Items from a dataset
++++++++++
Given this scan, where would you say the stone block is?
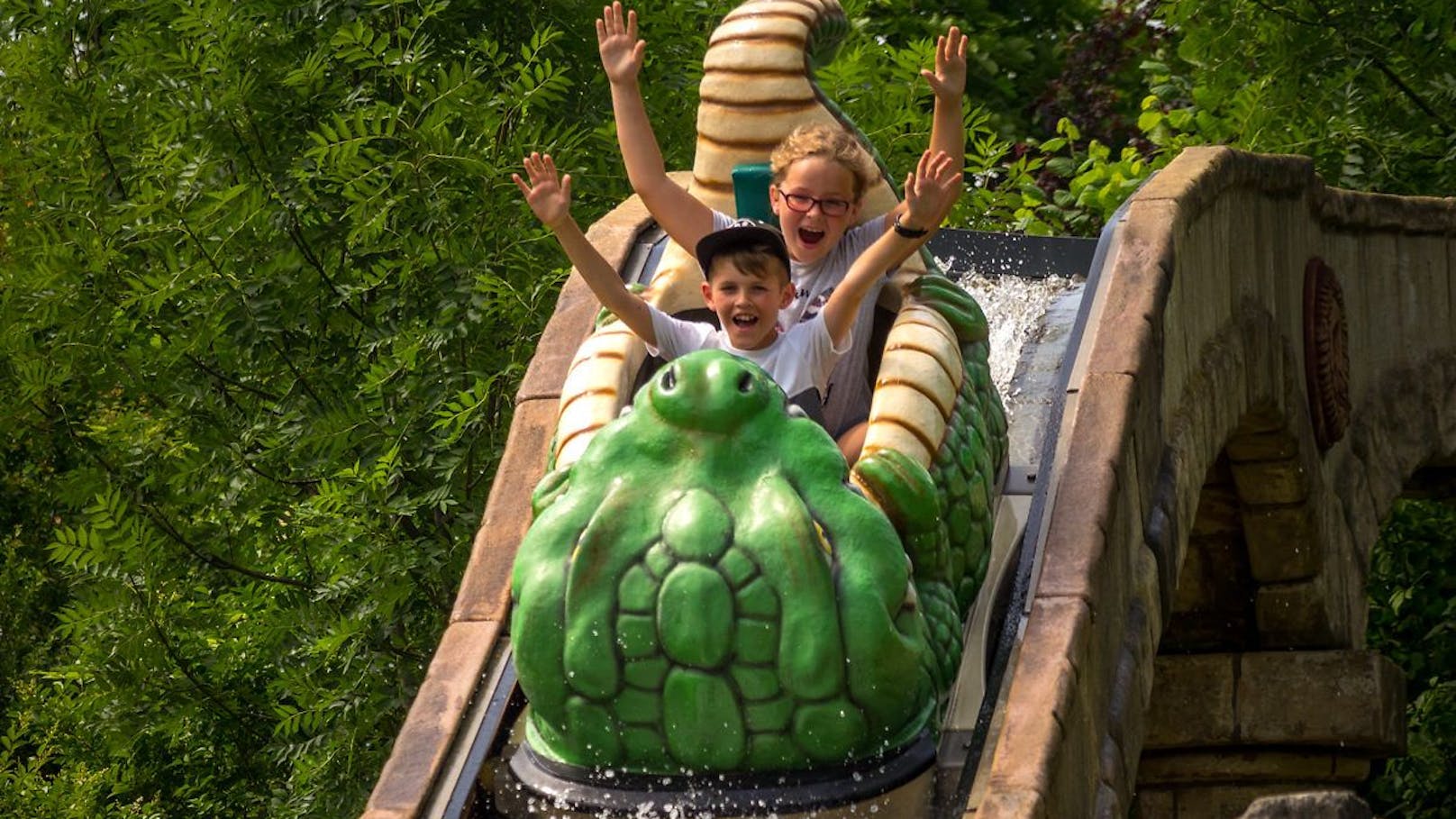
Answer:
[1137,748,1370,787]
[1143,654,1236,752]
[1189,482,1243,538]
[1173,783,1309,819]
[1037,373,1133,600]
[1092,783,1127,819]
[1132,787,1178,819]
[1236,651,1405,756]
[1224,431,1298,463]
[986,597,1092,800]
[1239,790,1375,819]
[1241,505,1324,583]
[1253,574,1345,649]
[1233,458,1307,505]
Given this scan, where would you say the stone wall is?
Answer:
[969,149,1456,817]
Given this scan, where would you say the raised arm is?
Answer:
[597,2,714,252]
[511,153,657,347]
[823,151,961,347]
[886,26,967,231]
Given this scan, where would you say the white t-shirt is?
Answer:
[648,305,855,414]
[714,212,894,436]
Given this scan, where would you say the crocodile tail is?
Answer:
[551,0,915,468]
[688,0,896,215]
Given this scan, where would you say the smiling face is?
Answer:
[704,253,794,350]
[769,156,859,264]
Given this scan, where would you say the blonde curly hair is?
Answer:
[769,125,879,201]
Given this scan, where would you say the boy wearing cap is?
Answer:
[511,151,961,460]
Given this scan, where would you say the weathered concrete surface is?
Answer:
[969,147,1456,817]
++++++++++
Write out all the rows above again with every "scan" changed to "image" and nothing else altered. Leave the pictures out.

RESULT FOR THIS EXERCISE:
Given this image, where would you say the stone block is?
Answer:
[1137,748,1370,787]
[1143,654,1236,752]
[1189,482,1243,538]
[1173,783,1309,819]
[1037,373,1133,600]
[1092,783,1127,819]
[1132,787,1178,819]
[1236,651,1405,756]
[1224,431,1298,463]
[986,597,1092,800]
[1239,790,1375,819]
[1241,505,1324,583]
[1253,574,1345,649]
[1233,458,1307,505]
Given this image, where would you say the stone wall is?
Answer:
[969,149,1456,817]
Given this image, where would you say the raised arm is?
Answer:
[597,2,714,252]
[511,153,657,347]
[823,151,961,347]
[886,26,967,231]
Given this image, where would you say the white t-shirt is?
Answer:
[648,305,855,414]
[714,212,894,436]
Given this image, where would you say the crocodile tail is?
Answer:
[551,0,915,468]
[688,0,896,215]
Given this image, where would you say the smiling face is?
Answer:
[704,253,794,350]
[769,156,859,264]
Given this image, where would you say the blonde curly hair is?
Answer:
[769,125,879,201]
Given this image, where would you say the boy wearing cap is?
Answer:
[511,151,961,460]
Given this image, where would you say the weathered concrete surface is?
Answer:
[969,147,1456,817]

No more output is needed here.